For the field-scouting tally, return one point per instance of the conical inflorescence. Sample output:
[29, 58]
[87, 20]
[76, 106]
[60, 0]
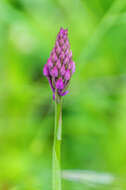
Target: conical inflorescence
[60, 66]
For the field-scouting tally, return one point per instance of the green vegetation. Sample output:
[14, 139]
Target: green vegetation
[94, 112]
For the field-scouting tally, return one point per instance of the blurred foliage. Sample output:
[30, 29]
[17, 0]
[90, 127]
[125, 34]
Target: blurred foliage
[94, 112]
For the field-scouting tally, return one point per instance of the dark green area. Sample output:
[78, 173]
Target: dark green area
[94, 111]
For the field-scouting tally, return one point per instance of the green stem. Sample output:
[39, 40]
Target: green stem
[57, 143]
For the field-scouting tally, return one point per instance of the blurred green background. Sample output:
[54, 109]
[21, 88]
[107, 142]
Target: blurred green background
[94, 112]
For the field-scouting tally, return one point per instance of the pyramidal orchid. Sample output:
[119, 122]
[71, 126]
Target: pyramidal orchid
[59, 70]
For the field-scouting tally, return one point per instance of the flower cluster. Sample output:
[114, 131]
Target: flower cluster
[60, 67]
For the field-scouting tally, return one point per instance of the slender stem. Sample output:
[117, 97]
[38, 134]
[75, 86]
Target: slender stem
[57, 143]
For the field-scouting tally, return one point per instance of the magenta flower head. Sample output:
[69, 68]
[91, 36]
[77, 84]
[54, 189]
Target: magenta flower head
[60, 66]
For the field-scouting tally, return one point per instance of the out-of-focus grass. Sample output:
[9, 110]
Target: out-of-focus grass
[94, 111]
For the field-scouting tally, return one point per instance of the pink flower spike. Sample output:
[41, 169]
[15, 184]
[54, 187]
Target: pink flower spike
[62, 71]
[49, 63]
[45, 71]
[54, 72]
[59, 84]
[67, 75]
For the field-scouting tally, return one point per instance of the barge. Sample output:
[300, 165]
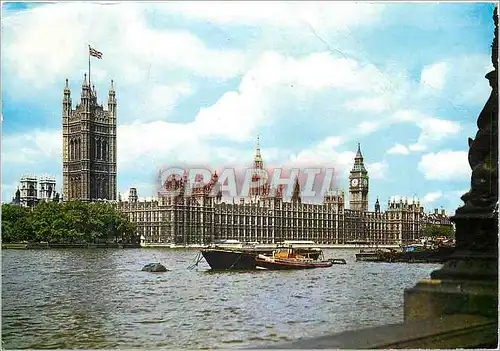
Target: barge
[233, 255]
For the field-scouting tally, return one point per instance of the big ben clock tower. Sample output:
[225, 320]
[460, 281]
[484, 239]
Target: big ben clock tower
[358, 184]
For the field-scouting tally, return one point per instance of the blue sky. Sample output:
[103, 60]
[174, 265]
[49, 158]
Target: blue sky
[197, 82]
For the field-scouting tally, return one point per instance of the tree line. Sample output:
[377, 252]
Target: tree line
[70, 223]
[435, 230]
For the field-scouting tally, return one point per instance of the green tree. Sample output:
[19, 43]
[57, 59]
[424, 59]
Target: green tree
[71, 222]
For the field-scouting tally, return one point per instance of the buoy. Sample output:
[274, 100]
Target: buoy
[154, 267]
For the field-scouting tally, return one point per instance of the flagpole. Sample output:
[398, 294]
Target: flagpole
[89, 66]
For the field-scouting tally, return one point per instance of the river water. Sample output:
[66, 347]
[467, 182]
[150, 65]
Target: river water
[100, 298]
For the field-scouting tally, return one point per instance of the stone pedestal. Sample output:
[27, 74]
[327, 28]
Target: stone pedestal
[468, 282]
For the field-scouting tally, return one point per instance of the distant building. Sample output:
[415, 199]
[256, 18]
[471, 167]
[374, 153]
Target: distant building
[264, 217]
[32, 191]
[89, 146]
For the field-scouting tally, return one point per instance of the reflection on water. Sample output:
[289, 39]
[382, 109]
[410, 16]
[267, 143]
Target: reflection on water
[101, 299]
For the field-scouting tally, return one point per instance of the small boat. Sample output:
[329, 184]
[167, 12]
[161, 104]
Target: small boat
[282, 259]
[223, 257]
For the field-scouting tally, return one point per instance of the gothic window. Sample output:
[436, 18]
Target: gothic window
[99, 149]
[78, 143]
[104, 150]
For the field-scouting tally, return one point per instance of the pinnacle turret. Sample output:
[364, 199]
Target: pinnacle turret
[258, 163]
[296, 191]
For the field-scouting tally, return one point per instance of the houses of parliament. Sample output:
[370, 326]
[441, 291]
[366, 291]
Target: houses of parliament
[89, 174]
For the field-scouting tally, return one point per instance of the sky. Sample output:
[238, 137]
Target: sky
[197, 82]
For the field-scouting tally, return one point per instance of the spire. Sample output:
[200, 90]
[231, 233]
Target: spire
[296, 191]
[358, 161]
[358, 153]
[257, 161]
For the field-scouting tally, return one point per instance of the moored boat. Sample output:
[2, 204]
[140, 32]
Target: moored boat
[285, 259]
[243, 256]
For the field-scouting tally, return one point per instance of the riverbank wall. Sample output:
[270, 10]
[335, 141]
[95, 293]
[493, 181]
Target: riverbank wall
[31, 246]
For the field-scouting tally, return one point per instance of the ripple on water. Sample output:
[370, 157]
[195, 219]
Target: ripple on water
[101, 299]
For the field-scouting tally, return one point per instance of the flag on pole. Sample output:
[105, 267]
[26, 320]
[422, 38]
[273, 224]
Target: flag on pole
[95, 53]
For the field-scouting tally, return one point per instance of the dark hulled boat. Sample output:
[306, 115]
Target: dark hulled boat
[239, 257]
[286, 259]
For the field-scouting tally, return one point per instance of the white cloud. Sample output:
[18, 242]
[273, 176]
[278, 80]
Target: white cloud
[324, 154]
[159, 101]
[375, 104]
[432, 129]
[434, 75]
[368, 127]
[445, 165]
[398, 149]
[377, 170]
[431, 197]
[43, 45]
[279, 14]
[32, 147]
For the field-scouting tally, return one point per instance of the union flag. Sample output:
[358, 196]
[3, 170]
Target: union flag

★ ★ ★

TASK TO COMPLETE
Rewrite all the records above with "field-scouting tally" changed to "field survey count" wherever it occurs, keeping every other part the same. Omit the pictures from your version.

RESULT BELOW
For the field survey count, return one point per instance of the conical inflorescence. Sample output:
[29, 58]
[87, 20]
[76, 106]
[60, 0]
Target: conical inflorescence
[60, 66]
For the field survey count, return one point per instance of the green vegetation. Sample output:
[14, 139]
Target: green vegetation
[94, 112]
For the field survey count, return one point per instance of the blurred foliage. Sample output:
[30, 29]
[17, 0]
[90, 127]
[125, 34]
Target: blurred foliage
[94, 112]
For the field survey count, return one point per instance of the dark green area. Sample output:
[78, 173]
Target: dark green area
[94, 111]
For the field survey count, return one point per instance of the green stem. Sample output:
[39, 40]
Target: green stem
[57, 143]
For the field survey count, return one point per instance of the blurred green background. Sample output:
[54, 109]
[21, 88]
[107, 142]
Target: blurred green background
[94, 112]
For the field survey count, return one point per instance of the pyramidal orchid. Sample output:
[119, 122]
[71, 126]
Target: pyramidal orchid
[59, 70]
For the field survey count, return one point per instance of the flower cluster. Sample output:
[114, 131]
Target: flower cluster
[60, 67]
For the field survey count, return one point per instance of the slender stem. Sample output:
[117, 97]
[38, 134]
[75, 86]
Target: slender stem
[57, 143]
For the field survey count, return one point per instance of the magenta flower head. Sample output:
[69, 68]
[91, 36]
[77, 84]
[54, 189]
Target: magenta flower head
[60, 66]
For the field survey count, return one point per instance of the out-of-focus grass. Sample output:
[9, 110]
Target: out-of-focus grass
[94, 111]
For the field survey count, return one point per instance of the pink flower spike. Sample output:
[41, 169]
[15, 184]
[54, 187]
Target: pink flower spike
[62, 71]
[49, 63]
[45, 71]
[54, 72]
[59, 84]
[67, 75]
For the field survey count, return one point per instance of the barge. Sample output:
[300, 165]
Target: barge
[233, 255]
For the field survey count, return one point per instance of the big ben clock tower. Sample output:
[225, 320]
[460, 281]
[484, 239]
Target: big ben clock tower
[358, 184]
For the field survey count, return one point per instance of the blue sky. Sample output:
[103, 60]
[174, 265]
[49, 158]
Target: blue sky
[197, 82]
For the field survey count, return one point per instance of the tree line. Sample output:
[377, 252]
Target: tree line
[70, 223]
[435, 230]
For the field survey count, return one point per instance of the green tree. Sample output:
[19, 43]
[57, 59]
[424, 59]
Target: green tree
[71, 222]
For the field survey count, return one point per instance of the buoy. Sample output:
[274, 100]
Target: buoy
[154, 267]
For the field survey count, return one point per instance of the flagpole. Sample output:
[398, 294]
Target: flagpole
[89, 66]
For the field survey count, return one point per instance of the river water. Sample output:
[66, 347]
[467, 182]
[150, 65]
Target: river water
[100, 298]
For the field survey count, return one point per instance of the stone pedestal. Sample output:
[27, 74]
[327, 28]
Target: stone pedestal
[468, 282]
For the field survey count, return one point per instance of the distant building. Sample output:
[415, 199]
[256, 18]
[471, 167]
[374, 153]
Target: distant building
[264, 217]
[32, 191]
[89, 146]
For the field survey count, return one point per instance of the reflection on water. Sample output:
[289, 39]
[382, 109]
[410, 16]
[267, 143]
Target: reflection on water
[101, 299]
For the field survey count, return one point per instance of the small boat. Sample output:
[329, 184]
[167, 12]
[161, 104]
Target: small boat
[282, 259]
[223, 257]
For the field survey count, return one point per instance of the gothic window. Sample output:
[436, 18]
Target: gothic window
[99, 149]
[78, 143]
[104, 150]
For the field survey count, return one point per instance of the pinnacle turret. Sample output:
[364, 199]
Target: pinnacle turret
[258, 163]
[296, 191]
For the field survey count, return one point per instance of the houses of parliament. Sample output:
[370, 326]
[441, 291]
[366, 291]
Target: houses of parliament
[89, 174]
For the field survey count, return one point per instance of the sky. Sample output:
[238, 137]
Target: sky
[197, 82]
For the field survey count, return one point per instance of the spire. Sample output:
[200, 90]
[231, 233]
Target: spire
[296, 191]
[358, 161]
[358, 153]
[257, 161]
For the field survey count, return one point per instance of the moored boat. Sample output:
[2, 204]
[140, 32]
Target: moored boat
[285, 259]
[243, 256]
For the field survey count, return one point per instance of the riverbank wall. Sample output:
[270, 10]
[335, 141]
[95, 293]
[493, 181]
Target: riverbank wall
[31, 246]
For the field survey count, return one point per instance of the ripple on water. Sample output:
[370, 157]
[195, 219]
Target: ripple on water
[101, 299]
For the field survey count, return one point per instance of the flag on pole. Sample output:
[105, 267]
[26, 320]
[422, 38]
[273, 224]
Target: flag on pole
[95, 53]
For the field survey count, return one point per instance of the dark hulled boat. Sample output:
[306, 115]
Target: dark hulled boat
[239, 257]
[286, 259]
For the field survey count, return one point per instance of the white cloud. Sample output:
[18, 242]
[273, 176]
[278, 80]
Target: white cloud
[324, 154]
[159, 101]
[375, 104]
[432, 129]
[434, 75]
[368, 127]
[445, 165]
[398, 149]
[377, 170]
[431, 197]
[43, 45]
[279, 14]
[32, 147]
For the field survey count, return one point per instance of the union flag. Sample output:
[358, 196]
[3, 170]
Target: union flag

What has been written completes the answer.